> **What you need to do**:
Print, unchanged, the rows below from the line with "Where can the green foliage" through the line with "Target: green foliage background", including both of those lines.

> **Input for this task**:

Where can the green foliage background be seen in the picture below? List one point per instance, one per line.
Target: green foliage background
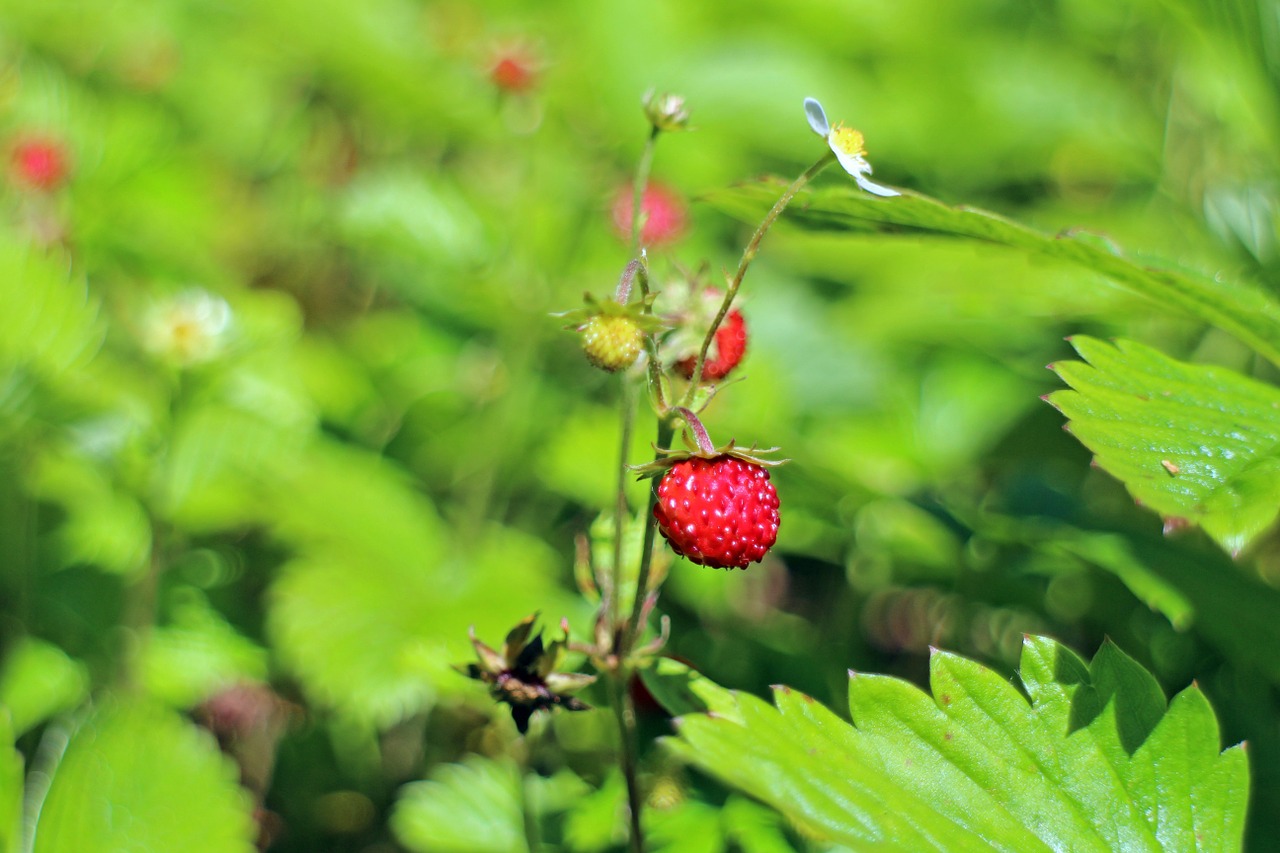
---
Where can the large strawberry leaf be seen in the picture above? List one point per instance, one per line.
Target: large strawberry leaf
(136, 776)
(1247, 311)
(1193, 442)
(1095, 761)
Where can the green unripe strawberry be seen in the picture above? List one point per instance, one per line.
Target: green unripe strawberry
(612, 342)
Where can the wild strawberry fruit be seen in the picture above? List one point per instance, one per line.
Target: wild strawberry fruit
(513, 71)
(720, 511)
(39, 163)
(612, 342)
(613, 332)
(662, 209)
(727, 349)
* * *
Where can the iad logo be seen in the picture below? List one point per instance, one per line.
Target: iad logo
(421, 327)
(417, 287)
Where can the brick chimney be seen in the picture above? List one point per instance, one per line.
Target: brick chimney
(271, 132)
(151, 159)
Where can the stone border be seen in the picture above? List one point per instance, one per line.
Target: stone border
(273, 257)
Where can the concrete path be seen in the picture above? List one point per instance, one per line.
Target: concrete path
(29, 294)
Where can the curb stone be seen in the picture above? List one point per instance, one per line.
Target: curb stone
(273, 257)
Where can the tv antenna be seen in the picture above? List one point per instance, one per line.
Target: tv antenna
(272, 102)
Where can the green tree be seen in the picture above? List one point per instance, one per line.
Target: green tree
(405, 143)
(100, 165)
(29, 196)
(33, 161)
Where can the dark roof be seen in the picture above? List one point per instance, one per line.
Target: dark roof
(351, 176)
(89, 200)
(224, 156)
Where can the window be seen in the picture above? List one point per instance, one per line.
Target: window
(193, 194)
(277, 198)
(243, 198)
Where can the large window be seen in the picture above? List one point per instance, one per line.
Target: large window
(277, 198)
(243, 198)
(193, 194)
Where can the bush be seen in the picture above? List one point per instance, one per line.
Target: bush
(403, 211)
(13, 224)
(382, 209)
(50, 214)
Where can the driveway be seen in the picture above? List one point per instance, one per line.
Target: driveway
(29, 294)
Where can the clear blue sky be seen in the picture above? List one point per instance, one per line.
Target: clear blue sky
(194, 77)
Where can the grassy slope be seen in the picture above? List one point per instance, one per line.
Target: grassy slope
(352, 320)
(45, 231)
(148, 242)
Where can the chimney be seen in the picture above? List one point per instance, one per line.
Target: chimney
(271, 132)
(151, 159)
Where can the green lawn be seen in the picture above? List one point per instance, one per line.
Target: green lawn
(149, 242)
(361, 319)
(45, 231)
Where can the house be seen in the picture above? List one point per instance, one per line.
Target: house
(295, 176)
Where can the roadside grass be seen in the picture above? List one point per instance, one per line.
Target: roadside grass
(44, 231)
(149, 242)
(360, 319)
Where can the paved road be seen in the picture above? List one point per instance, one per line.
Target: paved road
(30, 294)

> **Output of the task**:
Where can the green foliage background be seen in the picture below? List one point per instance, one per line.
Target: green foliage background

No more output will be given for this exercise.